(Tasks to complete):
1) Quote the clarification announcement word for word, everything from "PURSUANT TO RULE" down to "in the Announcement.".
2) List every numbered rule the clarification announcement cites, along with the code or set of rules each one belongs to.

(Extract):
-.-.-

This announcement is for information purposes only and does not constitute an invitation or offer to acquire, purchase or subscribe for the securities of the Company.

RUNWAY GLOBAL HOLDINGS COMPANY LIMITED 時尚環球控股有限公司

(Incorporated in the Cayman Islands with limited liability)

(Stock Code: 1520)

CLARIFICATION ANNOUNCEMENT

PURSUANT TO RULE 3.7 OF THE TAKEOVERS CODE, RULE 13.09 OF THE LISTING RULES AND INSIDE INFORMATION PROVISIONS UNDER THE SECURITIES AND FUTURES ORDINANCE

Reference is made to the announcement of the Company dated 23 December 2016 (the “ Announcement ”) in relation to, among other things, the Possible Transaction. Unless the context requires otherwise, the use of capitalised terms herein shall have the same meanings as those defined in the Announcement.

The Company would like to clarify that the Possible Transaction may involve subscription of new Shares by the potential investor. Nevertheless, as at the date of this announcement, no agreement has been reached on the structure of the Possible Transaction by the parties. If the Possible Transaction materialises, upon completion, the potential investor and parties acting in concert with it will incur an obligation to make a mandatory unconditional general offer for all the Shares (other than those already owned or agreed to be acquired by the potential investor and parties acting in concert with it) under Rule 26.1 of the Takeovers Code, and the potential investor has indicated that it will make a mandatory unconditional general offer.

-.-.-

(Extracted information):
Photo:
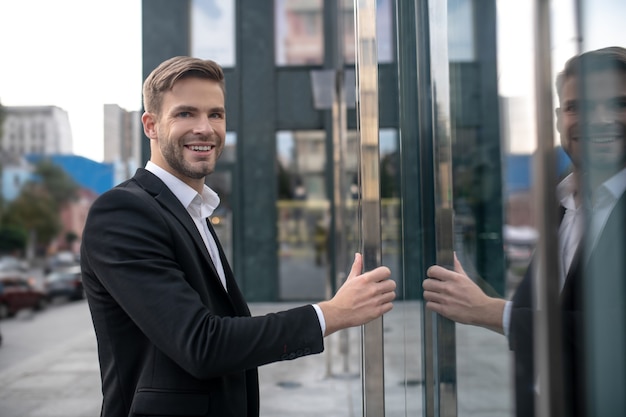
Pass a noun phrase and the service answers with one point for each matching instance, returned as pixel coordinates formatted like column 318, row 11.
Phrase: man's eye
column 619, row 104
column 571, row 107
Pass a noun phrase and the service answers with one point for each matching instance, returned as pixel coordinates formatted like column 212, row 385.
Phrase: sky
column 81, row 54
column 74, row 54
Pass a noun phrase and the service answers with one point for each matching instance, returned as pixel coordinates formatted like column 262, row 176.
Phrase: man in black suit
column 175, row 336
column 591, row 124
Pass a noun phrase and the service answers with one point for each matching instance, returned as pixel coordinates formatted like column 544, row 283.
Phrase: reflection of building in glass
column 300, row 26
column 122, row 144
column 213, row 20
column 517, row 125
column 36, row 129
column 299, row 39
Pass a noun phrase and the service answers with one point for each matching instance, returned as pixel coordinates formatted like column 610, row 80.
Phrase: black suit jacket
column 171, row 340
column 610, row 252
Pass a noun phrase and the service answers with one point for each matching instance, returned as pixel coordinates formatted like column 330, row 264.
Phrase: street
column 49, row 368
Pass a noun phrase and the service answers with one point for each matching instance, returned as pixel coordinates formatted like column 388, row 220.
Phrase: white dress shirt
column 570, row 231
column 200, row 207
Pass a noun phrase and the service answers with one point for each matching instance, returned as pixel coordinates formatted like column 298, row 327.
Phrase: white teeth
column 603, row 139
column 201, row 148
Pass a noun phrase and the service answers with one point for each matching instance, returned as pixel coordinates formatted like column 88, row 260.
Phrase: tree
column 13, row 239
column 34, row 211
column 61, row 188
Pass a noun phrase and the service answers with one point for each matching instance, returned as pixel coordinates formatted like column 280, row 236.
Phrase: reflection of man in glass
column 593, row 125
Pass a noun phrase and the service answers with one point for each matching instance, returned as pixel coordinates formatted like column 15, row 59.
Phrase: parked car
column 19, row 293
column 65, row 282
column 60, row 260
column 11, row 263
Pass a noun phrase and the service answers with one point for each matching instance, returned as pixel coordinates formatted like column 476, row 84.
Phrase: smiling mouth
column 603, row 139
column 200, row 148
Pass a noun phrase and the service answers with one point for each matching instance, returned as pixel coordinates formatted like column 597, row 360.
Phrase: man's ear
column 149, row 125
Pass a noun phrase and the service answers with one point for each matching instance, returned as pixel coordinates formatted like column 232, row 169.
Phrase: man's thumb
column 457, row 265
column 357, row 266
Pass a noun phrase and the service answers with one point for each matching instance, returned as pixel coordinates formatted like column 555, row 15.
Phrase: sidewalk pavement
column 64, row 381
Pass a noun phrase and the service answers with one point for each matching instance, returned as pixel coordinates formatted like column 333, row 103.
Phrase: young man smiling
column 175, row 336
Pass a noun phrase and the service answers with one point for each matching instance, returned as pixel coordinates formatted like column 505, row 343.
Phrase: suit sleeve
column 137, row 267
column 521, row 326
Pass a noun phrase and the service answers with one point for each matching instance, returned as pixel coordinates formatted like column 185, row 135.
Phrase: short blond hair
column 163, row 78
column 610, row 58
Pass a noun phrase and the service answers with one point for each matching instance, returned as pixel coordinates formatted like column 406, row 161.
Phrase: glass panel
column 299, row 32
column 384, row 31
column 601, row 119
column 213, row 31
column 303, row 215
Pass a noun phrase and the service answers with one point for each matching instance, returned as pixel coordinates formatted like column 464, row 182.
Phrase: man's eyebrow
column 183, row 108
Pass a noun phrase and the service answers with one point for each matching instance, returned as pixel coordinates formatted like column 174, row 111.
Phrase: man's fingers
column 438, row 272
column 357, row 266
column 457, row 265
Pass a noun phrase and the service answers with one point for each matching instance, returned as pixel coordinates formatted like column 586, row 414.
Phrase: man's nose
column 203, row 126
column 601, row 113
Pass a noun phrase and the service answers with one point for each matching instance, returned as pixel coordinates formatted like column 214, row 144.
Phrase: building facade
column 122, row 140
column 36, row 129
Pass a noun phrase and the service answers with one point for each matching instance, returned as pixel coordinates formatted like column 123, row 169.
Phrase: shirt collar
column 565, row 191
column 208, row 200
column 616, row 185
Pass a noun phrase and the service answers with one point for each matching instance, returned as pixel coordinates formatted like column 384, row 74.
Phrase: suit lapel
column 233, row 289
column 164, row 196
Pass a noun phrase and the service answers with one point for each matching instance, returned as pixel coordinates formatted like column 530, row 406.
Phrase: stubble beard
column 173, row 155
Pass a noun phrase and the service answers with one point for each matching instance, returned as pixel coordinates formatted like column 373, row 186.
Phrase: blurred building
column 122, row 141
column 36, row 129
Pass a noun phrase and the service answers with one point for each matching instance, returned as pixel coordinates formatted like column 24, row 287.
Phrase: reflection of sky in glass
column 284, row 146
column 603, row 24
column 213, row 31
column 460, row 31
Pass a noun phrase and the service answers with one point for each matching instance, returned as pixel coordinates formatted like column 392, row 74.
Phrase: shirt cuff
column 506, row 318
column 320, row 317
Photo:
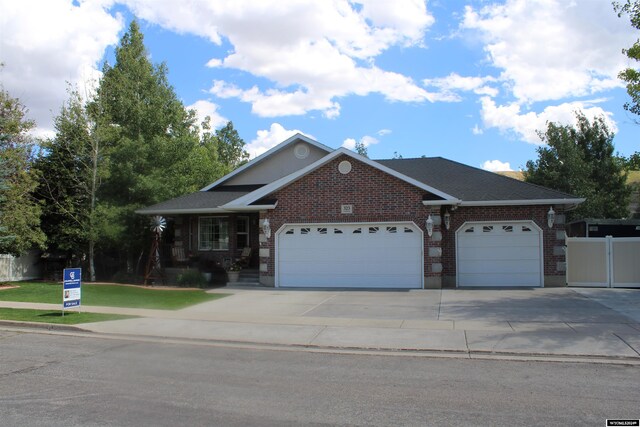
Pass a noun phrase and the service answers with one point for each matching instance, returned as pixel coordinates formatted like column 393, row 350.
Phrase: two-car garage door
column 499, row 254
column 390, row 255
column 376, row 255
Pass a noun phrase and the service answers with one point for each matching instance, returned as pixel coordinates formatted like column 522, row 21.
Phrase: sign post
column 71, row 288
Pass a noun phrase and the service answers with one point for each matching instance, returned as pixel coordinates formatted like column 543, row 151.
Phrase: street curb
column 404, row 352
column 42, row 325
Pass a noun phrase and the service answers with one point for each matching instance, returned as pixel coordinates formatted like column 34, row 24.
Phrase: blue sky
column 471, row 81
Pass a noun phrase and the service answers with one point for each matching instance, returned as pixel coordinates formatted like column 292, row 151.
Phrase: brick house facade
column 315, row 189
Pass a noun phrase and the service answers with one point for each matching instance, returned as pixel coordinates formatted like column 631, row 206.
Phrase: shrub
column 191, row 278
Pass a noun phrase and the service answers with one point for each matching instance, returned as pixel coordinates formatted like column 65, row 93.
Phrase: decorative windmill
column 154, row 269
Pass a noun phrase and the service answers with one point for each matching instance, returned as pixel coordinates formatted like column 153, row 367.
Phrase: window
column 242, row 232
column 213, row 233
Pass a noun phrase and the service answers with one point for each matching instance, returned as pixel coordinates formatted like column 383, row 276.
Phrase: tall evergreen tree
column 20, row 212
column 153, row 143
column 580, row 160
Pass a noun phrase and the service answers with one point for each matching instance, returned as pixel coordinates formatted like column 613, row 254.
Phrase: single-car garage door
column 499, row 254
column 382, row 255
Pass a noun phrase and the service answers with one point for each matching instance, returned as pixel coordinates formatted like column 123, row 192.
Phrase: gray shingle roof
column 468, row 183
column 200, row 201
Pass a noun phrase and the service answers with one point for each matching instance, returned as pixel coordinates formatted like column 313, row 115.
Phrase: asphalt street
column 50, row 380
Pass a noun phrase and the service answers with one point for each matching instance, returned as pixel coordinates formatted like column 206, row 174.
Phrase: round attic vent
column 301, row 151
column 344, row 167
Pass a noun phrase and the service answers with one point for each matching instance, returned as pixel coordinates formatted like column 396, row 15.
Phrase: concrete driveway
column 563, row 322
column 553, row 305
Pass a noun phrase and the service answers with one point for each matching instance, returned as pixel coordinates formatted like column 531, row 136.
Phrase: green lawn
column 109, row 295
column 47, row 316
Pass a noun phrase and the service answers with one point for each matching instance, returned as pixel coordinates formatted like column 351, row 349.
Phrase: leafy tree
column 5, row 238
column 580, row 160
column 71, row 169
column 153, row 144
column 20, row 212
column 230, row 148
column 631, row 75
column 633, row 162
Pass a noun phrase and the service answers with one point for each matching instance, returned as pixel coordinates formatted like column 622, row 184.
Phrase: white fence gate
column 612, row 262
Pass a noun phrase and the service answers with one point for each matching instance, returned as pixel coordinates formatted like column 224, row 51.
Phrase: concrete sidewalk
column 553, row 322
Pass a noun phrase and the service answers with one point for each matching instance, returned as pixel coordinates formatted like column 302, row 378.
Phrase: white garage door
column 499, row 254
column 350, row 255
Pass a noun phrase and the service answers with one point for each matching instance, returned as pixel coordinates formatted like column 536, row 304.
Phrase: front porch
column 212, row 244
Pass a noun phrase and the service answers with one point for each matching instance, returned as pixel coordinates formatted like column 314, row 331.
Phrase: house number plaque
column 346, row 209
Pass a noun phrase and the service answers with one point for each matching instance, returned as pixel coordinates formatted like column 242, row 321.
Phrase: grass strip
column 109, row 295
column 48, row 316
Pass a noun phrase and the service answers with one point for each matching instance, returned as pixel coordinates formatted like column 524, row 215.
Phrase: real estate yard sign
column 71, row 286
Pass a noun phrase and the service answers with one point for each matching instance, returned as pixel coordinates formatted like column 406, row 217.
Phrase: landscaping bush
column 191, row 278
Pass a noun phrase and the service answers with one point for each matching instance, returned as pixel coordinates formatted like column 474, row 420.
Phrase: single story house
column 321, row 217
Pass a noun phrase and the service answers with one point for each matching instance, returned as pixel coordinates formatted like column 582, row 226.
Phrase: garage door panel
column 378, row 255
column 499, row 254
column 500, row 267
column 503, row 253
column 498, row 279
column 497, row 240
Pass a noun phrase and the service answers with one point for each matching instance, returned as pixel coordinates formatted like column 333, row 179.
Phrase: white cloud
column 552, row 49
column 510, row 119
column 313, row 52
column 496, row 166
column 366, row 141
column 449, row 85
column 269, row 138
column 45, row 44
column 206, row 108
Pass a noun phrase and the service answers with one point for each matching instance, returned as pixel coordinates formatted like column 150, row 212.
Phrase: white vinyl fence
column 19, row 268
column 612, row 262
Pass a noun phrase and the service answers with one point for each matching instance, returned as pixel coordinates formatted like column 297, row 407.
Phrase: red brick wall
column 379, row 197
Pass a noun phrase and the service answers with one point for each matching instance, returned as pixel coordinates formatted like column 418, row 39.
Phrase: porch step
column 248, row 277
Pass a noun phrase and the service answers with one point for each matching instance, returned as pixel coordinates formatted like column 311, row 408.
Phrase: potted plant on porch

-.-.-

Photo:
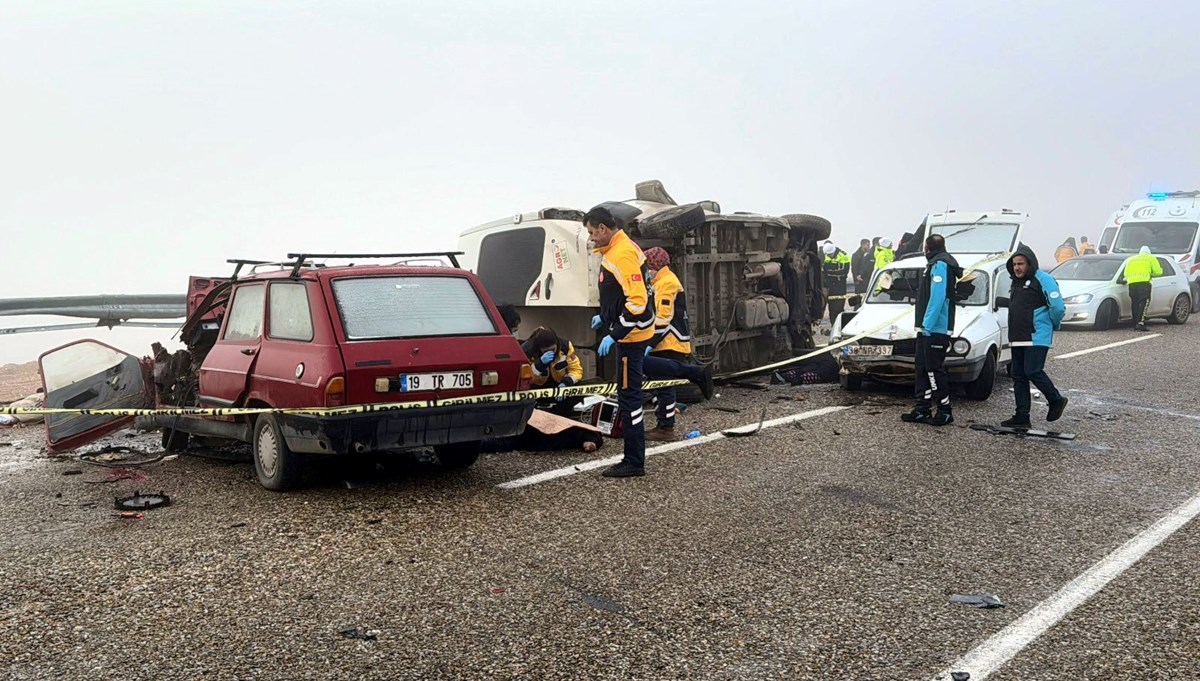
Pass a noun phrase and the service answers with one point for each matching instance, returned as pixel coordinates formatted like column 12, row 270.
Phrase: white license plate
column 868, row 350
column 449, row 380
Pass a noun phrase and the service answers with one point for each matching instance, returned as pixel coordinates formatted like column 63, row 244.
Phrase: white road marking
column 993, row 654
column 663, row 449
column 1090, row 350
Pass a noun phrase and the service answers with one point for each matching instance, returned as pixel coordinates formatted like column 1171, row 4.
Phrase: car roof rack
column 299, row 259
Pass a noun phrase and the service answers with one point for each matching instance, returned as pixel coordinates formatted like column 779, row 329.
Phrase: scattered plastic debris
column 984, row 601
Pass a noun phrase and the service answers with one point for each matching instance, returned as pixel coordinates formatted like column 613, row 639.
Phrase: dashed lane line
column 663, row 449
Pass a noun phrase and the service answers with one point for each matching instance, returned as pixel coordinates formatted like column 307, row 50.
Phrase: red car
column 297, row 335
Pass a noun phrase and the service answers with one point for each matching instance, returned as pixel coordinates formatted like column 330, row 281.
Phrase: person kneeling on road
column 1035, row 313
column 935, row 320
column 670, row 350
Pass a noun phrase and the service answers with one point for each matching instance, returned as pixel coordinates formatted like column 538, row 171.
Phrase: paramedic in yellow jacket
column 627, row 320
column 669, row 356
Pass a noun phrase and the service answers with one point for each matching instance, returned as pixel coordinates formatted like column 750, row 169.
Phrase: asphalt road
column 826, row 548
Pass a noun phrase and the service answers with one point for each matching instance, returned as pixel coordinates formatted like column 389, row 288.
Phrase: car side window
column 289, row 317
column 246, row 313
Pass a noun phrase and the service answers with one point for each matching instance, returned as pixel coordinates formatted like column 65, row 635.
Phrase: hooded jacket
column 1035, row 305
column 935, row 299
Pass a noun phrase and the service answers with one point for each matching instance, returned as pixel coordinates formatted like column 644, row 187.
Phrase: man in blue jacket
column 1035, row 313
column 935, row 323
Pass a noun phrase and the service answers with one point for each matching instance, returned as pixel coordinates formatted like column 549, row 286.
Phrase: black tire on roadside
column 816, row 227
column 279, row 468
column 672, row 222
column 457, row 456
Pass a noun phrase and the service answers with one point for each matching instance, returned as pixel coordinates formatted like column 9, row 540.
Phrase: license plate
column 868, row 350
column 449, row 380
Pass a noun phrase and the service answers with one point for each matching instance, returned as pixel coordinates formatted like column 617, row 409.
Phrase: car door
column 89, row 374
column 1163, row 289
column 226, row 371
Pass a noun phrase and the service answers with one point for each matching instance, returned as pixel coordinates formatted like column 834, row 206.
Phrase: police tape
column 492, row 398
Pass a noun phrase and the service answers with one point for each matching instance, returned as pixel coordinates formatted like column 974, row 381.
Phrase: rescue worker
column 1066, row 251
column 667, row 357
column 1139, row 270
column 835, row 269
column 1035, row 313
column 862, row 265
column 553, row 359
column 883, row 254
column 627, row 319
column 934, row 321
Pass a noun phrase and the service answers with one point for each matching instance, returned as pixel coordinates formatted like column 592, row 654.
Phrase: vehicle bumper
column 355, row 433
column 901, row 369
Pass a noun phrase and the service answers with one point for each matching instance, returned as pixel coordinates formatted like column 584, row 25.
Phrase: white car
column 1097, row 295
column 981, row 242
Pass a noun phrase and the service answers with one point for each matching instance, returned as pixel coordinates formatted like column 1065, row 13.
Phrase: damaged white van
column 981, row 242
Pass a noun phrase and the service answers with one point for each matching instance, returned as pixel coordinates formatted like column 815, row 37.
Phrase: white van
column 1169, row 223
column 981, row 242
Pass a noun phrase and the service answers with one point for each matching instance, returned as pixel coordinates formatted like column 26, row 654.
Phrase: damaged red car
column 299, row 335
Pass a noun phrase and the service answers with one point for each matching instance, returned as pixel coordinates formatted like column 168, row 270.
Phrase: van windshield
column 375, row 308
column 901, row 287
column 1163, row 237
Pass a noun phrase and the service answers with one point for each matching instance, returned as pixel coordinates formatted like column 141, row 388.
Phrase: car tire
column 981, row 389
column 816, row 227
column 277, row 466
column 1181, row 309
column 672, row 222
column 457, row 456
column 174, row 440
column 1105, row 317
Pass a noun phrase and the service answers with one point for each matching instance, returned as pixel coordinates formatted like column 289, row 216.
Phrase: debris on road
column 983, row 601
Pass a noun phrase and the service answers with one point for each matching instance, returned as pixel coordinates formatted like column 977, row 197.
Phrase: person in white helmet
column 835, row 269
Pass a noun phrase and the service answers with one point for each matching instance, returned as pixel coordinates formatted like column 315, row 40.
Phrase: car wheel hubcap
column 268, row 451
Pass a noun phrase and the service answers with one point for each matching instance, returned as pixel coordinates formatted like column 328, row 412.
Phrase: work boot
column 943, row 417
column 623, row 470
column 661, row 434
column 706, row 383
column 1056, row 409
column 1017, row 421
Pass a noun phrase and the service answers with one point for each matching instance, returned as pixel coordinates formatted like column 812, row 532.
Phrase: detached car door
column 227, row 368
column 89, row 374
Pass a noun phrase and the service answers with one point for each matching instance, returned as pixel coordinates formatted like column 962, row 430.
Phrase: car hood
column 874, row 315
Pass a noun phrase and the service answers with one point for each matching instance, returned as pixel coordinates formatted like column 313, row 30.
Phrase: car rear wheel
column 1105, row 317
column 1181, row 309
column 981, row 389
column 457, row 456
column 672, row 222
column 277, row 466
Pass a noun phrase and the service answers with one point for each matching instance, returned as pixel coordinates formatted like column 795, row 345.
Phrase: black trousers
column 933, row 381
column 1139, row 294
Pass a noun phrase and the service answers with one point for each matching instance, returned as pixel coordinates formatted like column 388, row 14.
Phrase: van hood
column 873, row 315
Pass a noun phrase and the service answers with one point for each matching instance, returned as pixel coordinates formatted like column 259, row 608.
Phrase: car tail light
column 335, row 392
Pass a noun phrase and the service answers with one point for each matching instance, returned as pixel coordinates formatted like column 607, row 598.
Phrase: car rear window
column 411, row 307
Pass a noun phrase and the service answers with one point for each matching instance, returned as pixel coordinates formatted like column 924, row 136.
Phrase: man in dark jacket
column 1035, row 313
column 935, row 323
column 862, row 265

-.-.-

(Exercise solutions):
1)
PURSUANT TO RULE 3.7 OF THE TAKEOVERS CODE, RULE 13.09 OF THE LISTING RULES AND INSIDE INFORMATION PROVISIONS UNDER THE SECURITIES AND FUTURES ORDINANCE

Reference is made to the announcement of the Company dated 23 December 2016 (the “ Announcement ”) in relation to, among other things, the Possible Transaction. Unless the context requires otherwise, the use of capitalised terms herein shall have the same meanings as those defined in the Announcement.

2)
- Rule 3.7 of the Takeovers Code
- Rule 13.09 of the Listing Rules
- Rule 26.1 of the Takeovers Code